Exercise A:
Answer these questions from the forum thread on booting images:
(i) Which board does the poster plug the burned sdcard into?
(ii) Which image is the only one the poster has gotten to boot?
(iii) What does the first listed step in the reply instruct?
Exercise B: Continue the forum thread on booting images on the bpi m2zero from the point where it stops.

Text segment:
◇ ◇ ◇ ◇ ◇

Having trouble booting all the images I try

I just want to make sure I am doing this correctly. I download the image, extract the archive img, burn it to sdcard with etcher, plug it into the bpi m2zero, and when I turn on the power it should boot, nothing else to do, right? I have tried this with many different images but the only one that boots is the Ubuntu 19.10 image from avafinger. Is there something I need to modify within the image before burning or after burning? I noticed most have a separate boot partition with folders for different boards. Do I need to delete any of the folders that don’t match my board? I just don’t know what I am doing wrong.

Hello! Welcome to this forum! I want to make some things clear for you. I’ll write the steps right down here:

  1. Download Balena Etcher (etcher.io)

◇ ◇ ◇ ◇ ◇

Dataset rows:
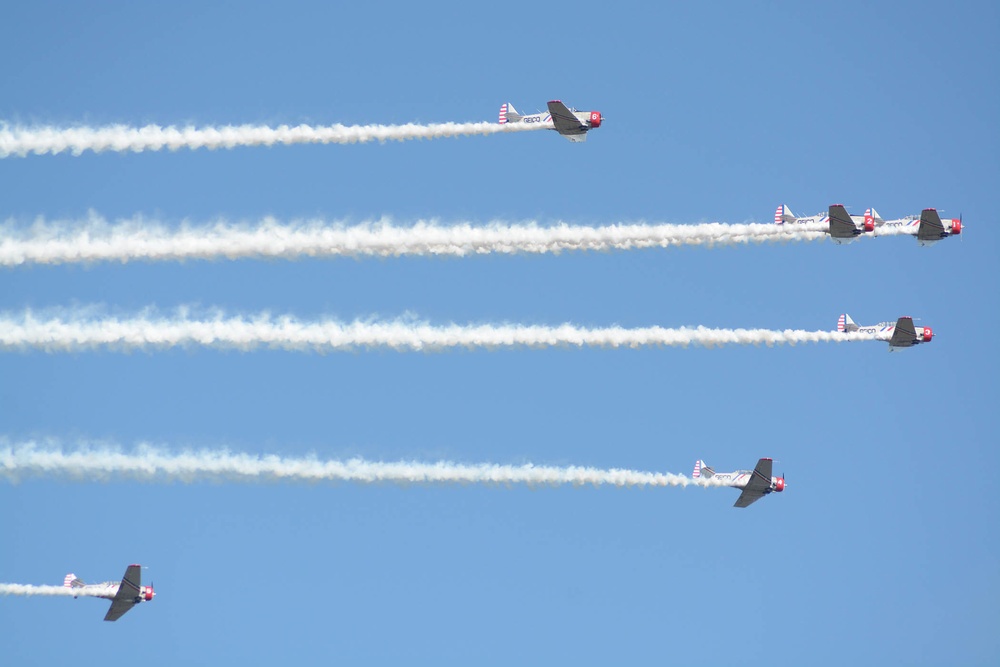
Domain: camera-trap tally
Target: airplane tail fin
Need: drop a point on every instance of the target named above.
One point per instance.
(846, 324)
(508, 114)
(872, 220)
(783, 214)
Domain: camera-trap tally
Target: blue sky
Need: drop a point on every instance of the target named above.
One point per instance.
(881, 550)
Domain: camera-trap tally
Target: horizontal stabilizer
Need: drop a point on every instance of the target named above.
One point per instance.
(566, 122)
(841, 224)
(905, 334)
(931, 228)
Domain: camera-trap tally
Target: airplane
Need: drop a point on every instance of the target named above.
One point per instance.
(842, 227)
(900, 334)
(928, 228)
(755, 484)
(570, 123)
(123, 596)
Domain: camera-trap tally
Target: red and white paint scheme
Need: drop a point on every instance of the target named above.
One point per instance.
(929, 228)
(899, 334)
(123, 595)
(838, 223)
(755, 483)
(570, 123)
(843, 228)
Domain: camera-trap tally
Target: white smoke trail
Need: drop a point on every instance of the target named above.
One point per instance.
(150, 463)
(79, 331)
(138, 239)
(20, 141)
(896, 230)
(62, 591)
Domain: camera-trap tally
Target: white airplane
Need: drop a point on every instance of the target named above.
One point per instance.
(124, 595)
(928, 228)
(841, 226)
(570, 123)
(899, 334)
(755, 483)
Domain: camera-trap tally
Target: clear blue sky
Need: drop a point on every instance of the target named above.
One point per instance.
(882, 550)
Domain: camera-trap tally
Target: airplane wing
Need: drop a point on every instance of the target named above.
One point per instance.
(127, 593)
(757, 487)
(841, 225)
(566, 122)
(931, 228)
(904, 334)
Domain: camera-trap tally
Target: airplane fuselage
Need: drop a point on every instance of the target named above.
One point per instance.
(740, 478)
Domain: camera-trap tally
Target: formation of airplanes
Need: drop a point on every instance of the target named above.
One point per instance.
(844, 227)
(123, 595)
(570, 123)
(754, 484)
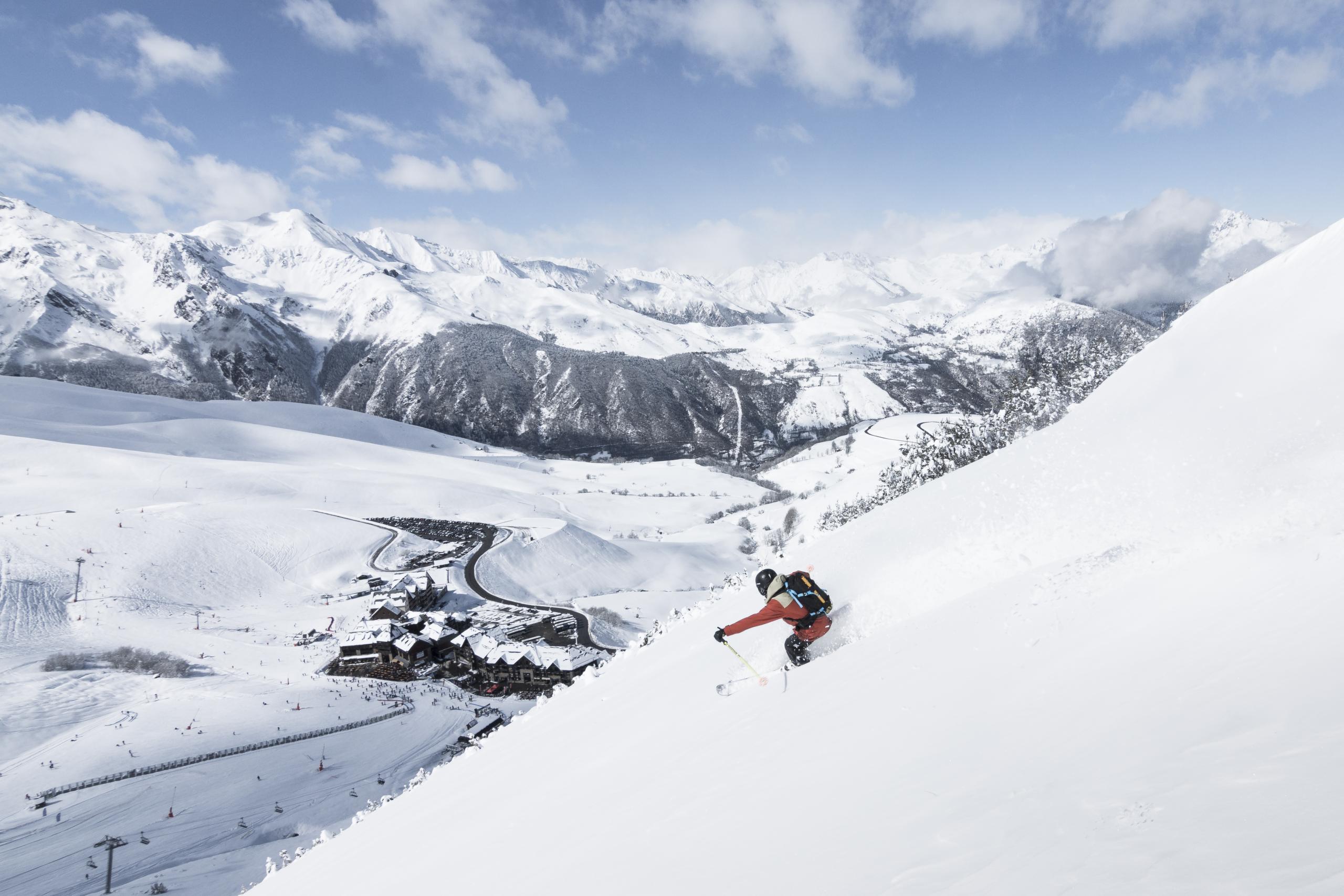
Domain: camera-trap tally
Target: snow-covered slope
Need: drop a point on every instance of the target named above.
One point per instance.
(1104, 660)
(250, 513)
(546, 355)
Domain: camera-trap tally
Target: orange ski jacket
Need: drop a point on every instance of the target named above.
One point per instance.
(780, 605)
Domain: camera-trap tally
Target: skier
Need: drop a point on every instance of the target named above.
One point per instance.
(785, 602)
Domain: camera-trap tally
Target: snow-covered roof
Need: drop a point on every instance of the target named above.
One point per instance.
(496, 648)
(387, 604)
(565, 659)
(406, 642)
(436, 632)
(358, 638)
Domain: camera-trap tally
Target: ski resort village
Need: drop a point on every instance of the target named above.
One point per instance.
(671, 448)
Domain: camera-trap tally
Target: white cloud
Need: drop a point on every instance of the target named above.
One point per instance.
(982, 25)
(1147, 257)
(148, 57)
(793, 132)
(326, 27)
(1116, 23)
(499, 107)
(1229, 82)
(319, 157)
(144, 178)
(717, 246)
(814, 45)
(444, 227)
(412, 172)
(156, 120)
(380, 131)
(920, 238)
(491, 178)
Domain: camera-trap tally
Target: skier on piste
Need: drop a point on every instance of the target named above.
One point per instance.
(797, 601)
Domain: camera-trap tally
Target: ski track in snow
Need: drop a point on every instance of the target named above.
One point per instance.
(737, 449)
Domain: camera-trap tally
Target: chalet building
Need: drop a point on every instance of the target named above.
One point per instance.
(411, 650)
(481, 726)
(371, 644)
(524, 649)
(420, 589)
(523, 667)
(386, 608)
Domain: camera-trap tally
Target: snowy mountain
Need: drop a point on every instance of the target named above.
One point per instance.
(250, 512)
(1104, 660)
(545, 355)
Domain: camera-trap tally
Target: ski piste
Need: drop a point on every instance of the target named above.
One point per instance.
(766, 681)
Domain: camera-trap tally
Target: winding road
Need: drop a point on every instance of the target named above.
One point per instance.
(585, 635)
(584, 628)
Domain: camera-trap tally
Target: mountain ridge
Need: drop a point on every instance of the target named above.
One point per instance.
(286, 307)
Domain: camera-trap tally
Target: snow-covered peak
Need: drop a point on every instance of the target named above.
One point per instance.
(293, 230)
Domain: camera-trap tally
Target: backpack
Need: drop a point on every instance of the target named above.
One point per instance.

◇ ◇ ◇ ◇ ◇

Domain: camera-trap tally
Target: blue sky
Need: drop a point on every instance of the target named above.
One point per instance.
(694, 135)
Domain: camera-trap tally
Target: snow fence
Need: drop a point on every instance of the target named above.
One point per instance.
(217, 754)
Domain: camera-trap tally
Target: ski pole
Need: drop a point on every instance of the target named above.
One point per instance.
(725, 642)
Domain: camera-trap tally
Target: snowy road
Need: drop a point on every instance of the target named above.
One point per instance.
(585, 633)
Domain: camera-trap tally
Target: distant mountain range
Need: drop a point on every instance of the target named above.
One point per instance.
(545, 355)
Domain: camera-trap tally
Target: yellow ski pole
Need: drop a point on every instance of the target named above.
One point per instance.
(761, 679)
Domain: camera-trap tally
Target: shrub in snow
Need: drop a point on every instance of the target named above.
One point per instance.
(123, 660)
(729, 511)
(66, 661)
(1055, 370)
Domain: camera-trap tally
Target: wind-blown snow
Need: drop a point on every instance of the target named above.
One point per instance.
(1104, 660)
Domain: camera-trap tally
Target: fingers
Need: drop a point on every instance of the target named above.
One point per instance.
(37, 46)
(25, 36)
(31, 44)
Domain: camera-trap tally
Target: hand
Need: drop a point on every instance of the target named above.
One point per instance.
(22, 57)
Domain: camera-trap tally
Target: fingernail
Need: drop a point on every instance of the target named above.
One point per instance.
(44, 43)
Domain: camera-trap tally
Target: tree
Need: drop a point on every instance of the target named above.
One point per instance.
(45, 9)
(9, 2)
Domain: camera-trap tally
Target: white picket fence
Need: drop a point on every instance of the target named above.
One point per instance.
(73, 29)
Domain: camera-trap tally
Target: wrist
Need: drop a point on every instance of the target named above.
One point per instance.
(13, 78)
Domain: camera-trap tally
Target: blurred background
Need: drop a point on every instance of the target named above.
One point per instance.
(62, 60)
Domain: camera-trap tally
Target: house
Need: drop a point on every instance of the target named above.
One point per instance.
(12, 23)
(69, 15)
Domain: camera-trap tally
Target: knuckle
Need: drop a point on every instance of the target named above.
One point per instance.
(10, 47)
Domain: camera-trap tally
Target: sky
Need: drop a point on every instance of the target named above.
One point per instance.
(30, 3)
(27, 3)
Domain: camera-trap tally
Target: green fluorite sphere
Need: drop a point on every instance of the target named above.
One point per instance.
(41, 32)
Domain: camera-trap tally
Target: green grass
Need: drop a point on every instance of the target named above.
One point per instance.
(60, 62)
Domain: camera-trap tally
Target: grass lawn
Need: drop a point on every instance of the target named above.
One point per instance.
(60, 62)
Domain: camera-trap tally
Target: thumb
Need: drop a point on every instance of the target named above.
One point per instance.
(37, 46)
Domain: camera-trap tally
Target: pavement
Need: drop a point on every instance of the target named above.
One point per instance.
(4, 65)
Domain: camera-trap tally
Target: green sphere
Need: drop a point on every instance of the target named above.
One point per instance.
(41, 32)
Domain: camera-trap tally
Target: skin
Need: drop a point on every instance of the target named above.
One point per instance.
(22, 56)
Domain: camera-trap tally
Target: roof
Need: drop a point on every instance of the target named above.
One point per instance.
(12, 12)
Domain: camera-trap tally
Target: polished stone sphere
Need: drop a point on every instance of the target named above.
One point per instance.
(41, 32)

◇ ◇ ◇ ◇ ◇

Response A:
(i) The bpi m2zero.
(ii) The Ubuntu 19.10 image from avafinger.
(iii) Download Balena Etcher (etcher.io).

Response B:
  2. Download your image of choice (for example: https://drive.google.com/open?id=14tsP-ctECFxFBsF7Lmuv_C-Bm7Xppl79 from BananaPi BPI-M2Z & BPI-P2 Zero(H2+) New Images Reapbian9.4 & Ubuntu16.04 Release 2019-04-30)
  3. If it’s a zip, you don’t need to extract it (Etcher will do it for you). If it isn’t a zip, but for example, a 7z-file, you need to extract it to a .img-file. You don’t have to touch the .img. Then you can flash it with Etcher.
  4. Be careful! Select and wipe the device you want to format (e.g. in Linux /dev/sdb). I recommend you to first change some settings in Etcher and the close and re-open it. The settings are (turn these on):
  • Auto-unmount on success
  • Auto-updates enabled (optional! If you want more control, just turn it off)

I would turn off:

  • Send error reports
  • Validate write on success (it costs more time and if you do it the right way, then it isn’t needed)
  • Maybe it’s going wrong this step: Trim ext partitions before writing (raw images only)
  • Unsafe mode (Dangerous)
  1. That’s all! You don’t need to delete files or modify. You can edit files before booting (changing hostname etc.). But never touch boot files if you don’t know what you’re doing!!!

By the way! The board picks automatically the right boot folder, so it’s okay there are multiple boot folders.

I hope it’s now clear for you!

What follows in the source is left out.